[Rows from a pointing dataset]
>> start

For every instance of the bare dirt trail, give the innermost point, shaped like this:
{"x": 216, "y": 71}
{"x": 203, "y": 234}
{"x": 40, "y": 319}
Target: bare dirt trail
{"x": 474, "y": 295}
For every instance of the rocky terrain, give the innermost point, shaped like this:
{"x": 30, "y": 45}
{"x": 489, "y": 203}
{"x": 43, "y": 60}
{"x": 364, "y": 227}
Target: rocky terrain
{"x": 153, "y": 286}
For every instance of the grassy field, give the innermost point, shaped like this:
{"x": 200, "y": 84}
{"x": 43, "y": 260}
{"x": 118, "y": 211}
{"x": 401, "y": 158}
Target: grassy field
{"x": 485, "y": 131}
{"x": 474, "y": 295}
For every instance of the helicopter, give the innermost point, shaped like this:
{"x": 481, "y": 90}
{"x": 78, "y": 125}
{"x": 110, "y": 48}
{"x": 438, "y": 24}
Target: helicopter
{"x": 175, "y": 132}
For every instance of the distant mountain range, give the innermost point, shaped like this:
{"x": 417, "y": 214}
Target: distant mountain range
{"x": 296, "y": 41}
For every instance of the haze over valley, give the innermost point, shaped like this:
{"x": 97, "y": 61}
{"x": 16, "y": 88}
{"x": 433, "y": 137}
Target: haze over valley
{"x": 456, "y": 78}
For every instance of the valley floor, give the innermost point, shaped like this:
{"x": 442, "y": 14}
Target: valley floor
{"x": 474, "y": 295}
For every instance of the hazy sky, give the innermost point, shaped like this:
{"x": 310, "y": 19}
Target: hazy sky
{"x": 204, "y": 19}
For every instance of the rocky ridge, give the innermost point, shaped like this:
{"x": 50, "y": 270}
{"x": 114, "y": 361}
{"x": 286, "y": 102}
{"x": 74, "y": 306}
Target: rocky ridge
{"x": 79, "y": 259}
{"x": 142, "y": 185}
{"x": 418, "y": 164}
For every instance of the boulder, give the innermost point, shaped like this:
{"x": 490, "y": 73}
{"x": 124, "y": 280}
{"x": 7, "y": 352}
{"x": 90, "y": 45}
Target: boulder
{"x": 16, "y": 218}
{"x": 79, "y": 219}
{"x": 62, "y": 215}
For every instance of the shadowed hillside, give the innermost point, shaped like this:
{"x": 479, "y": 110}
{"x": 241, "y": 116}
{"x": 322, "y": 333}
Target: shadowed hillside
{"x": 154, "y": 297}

>> end
>> start

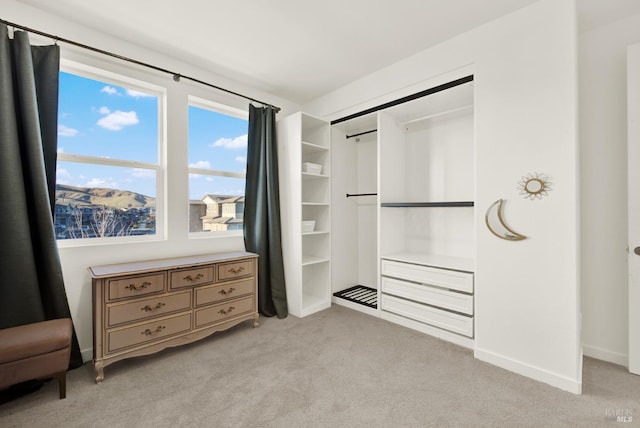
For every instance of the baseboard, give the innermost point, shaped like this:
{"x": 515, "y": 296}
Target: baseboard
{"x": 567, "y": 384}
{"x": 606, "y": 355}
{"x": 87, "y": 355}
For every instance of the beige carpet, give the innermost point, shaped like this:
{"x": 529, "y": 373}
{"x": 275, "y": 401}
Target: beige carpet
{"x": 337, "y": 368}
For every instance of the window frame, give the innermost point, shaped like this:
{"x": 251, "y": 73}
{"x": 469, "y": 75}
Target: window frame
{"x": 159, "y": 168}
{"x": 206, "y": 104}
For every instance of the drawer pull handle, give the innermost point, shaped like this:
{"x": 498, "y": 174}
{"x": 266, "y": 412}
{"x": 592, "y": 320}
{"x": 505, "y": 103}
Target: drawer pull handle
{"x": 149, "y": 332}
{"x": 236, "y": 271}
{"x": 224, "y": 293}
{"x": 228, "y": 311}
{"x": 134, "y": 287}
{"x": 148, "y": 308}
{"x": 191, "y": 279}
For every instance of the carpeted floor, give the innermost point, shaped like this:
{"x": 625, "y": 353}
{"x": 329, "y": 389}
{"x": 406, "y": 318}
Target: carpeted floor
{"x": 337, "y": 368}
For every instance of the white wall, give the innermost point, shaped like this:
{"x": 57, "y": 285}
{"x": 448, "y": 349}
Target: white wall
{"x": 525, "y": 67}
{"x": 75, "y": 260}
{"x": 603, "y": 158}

>> end

*Task instructions*. Copy out every line in the records above that contains the word "drawer".

*Full output*.
For every instance of the drawer pull handle, give the innermost point, shaped like this:
Target: drawer pull handle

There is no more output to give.